Page excerpt ->
· · · · ·

Agent Kimberly Shumate On: How to Create a Professional Submission

What is the number one thing in a query that screams amateur? This question is oh-so-easy to answer, but it’s not one thing—but several. There is nothing more amateurish than someone who sends their material via hard copy, e-mails a gazillion Word attachments for a single book project, rambles on and on about their book that has yet to be requested by the agent, and who sends material that the agency or publishing house don’t even carry, thus wasting everyone’s time.

Editor's note: I am declaring November 2010 to be "Agent Guest Column Month," and therefore, every weekday, I will be posting a guest column by a literary agent. Day 18: Today's guest agent is Kimberly Shumate of Living Word Literary.

What is the number one thing in a query that screams amateur? This question is oh-so-easy to answer, but it’s not one thing—but several. There is nothing more amateurish than someone who sends their material via hard copy, e-mails a gazillion Word attachments for a single book project, rambles on and on about their book that has yet to be requested by the agent, and who sends material that the agency or publishing house don’t even carry, thus wasting everyone’s time.

· · · · ·

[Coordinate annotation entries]
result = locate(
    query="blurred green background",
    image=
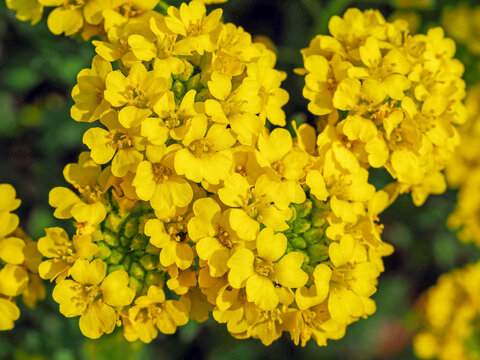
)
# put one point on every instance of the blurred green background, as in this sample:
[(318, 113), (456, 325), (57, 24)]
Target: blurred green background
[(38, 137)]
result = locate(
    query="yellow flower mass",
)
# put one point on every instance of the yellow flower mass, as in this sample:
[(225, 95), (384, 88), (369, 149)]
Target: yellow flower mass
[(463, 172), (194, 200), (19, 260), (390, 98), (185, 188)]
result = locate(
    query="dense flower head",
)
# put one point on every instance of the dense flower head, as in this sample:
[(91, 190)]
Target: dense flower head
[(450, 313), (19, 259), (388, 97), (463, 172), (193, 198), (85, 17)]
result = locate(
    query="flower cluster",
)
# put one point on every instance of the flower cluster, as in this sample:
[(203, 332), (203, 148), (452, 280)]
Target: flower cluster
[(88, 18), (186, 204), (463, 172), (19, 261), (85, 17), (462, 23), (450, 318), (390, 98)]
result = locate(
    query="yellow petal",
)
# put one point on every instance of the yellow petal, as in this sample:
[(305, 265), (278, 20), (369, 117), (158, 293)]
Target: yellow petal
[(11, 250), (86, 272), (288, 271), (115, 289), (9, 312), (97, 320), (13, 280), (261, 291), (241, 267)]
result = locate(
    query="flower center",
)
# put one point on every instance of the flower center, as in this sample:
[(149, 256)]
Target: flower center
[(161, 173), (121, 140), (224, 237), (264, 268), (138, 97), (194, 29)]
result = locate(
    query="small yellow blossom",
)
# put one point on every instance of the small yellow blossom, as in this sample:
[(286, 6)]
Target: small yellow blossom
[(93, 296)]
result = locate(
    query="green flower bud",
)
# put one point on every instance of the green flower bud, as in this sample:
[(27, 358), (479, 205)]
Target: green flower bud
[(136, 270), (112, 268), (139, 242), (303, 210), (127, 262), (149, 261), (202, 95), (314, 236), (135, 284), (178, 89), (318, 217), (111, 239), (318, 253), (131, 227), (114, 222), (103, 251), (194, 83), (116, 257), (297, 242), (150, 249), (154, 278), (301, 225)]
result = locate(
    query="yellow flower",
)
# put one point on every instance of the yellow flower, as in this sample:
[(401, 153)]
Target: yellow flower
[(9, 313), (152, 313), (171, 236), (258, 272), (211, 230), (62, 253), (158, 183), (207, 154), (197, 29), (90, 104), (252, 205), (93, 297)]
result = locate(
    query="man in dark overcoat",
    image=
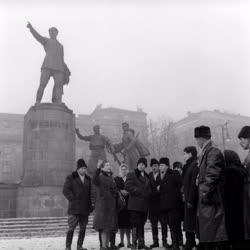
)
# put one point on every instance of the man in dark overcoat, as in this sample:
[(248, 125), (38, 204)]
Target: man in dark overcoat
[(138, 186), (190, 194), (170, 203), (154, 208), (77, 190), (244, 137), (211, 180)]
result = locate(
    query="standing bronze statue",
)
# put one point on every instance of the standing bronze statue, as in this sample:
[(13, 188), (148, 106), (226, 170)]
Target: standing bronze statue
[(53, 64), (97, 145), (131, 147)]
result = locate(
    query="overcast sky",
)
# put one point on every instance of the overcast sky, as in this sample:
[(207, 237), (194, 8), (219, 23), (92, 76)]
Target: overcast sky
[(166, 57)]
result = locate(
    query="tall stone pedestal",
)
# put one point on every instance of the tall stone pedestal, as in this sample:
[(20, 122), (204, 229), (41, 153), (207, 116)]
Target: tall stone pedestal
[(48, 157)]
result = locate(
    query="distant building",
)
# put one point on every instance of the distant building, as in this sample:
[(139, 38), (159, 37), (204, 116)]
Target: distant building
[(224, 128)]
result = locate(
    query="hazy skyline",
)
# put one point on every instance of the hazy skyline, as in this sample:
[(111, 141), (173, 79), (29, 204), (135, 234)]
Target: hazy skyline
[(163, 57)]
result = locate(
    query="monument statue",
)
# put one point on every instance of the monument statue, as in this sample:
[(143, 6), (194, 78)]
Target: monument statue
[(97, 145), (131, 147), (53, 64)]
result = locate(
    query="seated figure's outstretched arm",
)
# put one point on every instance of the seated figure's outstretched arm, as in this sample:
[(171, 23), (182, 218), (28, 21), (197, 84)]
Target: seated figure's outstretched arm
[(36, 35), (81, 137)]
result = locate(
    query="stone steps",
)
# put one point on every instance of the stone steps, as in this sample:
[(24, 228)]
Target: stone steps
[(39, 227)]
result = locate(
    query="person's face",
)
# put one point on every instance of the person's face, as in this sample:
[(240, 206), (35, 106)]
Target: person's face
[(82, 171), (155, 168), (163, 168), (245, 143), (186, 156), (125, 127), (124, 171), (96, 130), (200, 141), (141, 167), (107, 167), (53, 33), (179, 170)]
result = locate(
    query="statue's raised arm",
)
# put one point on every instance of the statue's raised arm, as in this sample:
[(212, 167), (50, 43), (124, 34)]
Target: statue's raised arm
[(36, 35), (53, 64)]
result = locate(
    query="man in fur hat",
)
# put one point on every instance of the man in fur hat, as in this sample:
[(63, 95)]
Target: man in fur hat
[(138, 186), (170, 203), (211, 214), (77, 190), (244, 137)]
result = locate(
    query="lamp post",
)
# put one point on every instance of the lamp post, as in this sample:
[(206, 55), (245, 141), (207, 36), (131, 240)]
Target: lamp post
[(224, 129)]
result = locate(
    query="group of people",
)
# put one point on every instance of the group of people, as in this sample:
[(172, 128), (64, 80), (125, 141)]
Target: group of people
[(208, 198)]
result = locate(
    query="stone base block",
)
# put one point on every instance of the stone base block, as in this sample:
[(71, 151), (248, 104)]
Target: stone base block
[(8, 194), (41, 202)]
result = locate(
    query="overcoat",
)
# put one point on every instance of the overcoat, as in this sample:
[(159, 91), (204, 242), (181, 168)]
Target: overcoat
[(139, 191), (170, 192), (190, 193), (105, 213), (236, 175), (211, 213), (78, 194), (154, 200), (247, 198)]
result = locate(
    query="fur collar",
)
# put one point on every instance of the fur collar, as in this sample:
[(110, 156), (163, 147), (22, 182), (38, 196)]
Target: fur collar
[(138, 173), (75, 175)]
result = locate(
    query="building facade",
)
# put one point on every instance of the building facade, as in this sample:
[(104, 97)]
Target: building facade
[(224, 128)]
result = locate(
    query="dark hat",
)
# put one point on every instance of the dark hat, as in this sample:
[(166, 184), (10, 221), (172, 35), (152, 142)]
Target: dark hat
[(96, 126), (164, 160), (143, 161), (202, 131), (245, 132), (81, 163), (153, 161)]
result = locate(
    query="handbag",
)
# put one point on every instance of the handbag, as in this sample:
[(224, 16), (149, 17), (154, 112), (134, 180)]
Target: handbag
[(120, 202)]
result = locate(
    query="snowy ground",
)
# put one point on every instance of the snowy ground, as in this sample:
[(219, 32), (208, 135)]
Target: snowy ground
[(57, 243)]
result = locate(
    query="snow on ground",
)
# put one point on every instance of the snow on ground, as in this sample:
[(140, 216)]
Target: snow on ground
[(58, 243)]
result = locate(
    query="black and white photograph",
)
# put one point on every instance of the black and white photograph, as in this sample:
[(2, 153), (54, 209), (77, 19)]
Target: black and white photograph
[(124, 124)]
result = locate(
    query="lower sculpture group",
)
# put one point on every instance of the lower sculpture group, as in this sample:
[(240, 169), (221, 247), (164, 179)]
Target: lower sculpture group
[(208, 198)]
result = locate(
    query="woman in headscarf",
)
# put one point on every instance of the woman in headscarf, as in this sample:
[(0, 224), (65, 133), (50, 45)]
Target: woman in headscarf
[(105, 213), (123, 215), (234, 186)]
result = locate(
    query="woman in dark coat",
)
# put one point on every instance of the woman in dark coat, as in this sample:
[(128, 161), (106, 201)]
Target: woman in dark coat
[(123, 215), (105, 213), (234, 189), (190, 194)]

· · · · ·

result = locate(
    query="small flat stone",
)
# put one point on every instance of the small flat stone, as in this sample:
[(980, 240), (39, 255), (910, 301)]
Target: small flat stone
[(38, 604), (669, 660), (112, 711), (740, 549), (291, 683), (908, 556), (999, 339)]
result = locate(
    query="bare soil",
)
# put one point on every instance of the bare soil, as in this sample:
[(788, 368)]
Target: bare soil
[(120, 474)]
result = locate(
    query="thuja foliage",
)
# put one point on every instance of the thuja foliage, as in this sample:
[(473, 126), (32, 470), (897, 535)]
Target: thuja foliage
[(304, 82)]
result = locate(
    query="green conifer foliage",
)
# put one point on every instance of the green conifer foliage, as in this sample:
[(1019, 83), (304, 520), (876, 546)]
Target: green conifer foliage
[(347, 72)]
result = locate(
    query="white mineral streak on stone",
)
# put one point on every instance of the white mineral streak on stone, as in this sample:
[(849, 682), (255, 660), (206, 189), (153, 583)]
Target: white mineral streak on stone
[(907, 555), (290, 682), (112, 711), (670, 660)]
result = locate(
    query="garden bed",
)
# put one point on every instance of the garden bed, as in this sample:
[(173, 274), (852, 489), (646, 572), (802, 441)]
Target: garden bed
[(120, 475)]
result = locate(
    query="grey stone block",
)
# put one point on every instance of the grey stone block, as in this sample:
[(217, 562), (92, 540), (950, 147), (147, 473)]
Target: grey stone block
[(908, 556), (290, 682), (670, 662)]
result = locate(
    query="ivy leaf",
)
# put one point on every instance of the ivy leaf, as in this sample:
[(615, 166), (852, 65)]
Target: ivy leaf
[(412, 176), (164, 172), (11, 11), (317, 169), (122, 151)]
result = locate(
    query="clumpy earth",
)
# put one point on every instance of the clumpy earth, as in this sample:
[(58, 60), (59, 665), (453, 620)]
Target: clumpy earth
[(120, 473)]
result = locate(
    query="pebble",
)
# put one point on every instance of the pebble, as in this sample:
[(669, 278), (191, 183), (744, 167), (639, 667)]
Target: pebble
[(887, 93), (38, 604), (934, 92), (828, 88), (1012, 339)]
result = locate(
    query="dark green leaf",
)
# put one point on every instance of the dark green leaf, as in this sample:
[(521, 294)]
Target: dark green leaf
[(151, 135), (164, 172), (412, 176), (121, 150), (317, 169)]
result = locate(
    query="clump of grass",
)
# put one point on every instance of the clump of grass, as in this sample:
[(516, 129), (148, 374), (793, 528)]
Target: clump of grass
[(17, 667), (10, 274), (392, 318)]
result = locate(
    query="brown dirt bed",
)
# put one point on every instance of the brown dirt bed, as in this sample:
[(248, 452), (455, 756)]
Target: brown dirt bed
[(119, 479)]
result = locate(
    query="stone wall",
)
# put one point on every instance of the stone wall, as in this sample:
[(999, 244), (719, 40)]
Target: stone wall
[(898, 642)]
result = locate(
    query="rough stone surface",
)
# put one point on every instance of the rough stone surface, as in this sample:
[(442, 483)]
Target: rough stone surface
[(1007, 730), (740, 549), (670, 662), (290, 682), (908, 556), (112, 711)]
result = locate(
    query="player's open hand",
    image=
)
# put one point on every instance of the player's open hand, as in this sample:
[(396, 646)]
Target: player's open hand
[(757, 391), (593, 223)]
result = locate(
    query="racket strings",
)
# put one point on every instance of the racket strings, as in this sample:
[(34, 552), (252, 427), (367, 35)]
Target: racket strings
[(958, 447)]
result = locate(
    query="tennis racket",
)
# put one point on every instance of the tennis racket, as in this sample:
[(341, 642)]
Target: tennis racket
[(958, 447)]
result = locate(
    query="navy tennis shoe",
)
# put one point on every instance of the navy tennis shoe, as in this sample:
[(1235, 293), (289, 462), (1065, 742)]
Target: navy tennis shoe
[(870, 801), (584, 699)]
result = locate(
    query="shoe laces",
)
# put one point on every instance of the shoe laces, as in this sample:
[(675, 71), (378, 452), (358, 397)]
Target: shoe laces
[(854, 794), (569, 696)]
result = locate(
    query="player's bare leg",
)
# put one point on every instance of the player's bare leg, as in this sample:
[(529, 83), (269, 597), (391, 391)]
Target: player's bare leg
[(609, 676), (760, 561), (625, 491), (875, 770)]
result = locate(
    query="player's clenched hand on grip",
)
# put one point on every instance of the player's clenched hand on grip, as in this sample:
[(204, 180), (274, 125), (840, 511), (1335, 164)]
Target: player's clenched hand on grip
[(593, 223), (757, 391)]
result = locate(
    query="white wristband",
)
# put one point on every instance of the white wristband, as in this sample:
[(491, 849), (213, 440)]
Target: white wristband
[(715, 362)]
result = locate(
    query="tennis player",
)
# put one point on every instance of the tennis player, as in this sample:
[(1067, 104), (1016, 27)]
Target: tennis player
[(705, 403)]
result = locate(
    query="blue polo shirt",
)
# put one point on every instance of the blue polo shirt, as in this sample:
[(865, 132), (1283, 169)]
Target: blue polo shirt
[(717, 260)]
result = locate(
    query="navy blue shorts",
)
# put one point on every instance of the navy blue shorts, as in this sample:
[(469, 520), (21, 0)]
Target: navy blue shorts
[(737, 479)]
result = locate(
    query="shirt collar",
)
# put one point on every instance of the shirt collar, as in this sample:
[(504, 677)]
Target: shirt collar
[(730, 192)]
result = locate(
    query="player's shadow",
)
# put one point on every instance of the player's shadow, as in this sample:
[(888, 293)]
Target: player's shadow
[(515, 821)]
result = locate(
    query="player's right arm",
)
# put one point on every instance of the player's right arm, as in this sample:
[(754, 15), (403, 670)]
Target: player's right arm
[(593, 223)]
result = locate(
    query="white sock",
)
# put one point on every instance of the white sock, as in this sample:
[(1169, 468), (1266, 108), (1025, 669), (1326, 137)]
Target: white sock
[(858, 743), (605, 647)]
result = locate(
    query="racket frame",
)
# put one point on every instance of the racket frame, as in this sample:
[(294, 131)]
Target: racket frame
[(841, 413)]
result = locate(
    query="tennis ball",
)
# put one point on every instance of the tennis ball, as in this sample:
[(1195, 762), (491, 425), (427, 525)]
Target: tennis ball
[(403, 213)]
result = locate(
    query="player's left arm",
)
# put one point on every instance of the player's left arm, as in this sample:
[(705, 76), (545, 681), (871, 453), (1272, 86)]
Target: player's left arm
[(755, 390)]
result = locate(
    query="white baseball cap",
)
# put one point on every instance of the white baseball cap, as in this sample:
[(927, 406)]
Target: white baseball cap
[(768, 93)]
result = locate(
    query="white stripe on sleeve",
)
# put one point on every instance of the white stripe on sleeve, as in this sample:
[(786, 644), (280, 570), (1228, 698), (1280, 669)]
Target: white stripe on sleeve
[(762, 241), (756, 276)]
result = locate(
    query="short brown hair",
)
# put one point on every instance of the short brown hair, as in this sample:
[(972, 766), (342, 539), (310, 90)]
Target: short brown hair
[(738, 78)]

· · · · ·

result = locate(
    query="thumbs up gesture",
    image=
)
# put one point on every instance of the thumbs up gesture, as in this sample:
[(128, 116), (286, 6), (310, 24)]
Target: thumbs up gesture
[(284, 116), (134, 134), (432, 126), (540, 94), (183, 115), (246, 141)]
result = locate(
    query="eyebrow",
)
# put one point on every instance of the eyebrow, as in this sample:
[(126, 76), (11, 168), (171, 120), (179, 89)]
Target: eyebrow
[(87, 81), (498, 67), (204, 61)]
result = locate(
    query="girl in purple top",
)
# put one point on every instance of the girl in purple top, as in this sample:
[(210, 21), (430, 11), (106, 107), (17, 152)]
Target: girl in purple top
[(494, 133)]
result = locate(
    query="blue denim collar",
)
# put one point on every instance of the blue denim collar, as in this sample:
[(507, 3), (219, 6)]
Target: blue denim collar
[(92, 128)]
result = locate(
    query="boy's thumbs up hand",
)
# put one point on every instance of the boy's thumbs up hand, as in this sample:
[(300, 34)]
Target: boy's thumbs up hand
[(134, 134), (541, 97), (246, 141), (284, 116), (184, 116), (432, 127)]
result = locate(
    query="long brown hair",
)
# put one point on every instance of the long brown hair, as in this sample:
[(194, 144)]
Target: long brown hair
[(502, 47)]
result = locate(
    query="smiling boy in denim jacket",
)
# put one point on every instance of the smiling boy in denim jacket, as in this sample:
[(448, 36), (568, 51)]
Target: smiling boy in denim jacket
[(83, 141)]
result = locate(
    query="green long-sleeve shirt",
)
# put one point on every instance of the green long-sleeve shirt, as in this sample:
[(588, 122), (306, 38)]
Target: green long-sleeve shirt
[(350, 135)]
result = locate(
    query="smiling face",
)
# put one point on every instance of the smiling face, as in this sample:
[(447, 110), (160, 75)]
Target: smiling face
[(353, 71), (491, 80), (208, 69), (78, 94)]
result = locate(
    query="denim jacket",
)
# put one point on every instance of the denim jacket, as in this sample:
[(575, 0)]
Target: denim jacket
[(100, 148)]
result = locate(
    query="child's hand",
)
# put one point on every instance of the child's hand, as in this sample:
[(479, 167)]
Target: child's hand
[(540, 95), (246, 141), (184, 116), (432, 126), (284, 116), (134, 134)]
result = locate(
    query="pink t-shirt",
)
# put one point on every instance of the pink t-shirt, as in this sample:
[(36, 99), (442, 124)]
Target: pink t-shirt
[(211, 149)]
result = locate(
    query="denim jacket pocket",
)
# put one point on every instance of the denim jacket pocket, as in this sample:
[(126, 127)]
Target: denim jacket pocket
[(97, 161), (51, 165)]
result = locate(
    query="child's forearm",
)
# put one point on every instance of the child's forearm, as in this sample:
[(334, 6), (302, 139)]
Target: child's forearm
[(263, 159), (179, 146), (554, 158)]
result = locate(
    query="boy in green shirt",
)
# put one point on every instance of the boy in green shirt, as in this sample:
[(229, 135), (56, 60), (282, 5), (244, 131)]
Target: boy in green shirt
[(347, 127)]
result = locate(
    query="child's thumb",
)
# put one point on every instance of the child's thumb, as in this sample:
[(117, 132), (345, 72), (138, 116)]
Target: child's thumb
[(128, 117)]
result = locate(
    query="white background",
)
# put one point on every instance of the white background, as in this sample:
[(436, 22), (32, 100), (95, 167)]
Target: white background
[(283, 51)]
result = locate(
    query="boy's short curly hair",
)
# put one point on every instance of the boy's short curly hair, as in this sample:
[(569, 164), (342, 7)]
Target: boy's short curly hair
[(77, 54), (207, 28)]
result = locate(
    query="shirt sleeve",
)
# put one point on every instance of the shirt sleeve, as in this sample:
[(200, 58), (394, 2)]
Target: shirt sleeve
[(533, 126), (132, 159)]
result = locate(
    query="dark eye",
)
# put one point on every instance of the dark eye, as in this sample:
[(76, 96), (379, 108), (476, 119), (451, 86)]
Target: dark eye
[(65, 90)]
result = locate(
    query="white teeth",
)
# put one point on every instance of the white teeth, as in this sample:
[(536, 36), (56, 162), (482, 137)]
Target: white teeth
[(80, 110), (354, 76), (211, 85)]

· · · · ·

What is required ->
Translate into Spanish the following sentence from the guest column on professional submissions: "What is the number one thing in a query that screams amateur?"

Answer ->
¿Cuál es la principal cosa en una carta de consulta que delata a un aficionado?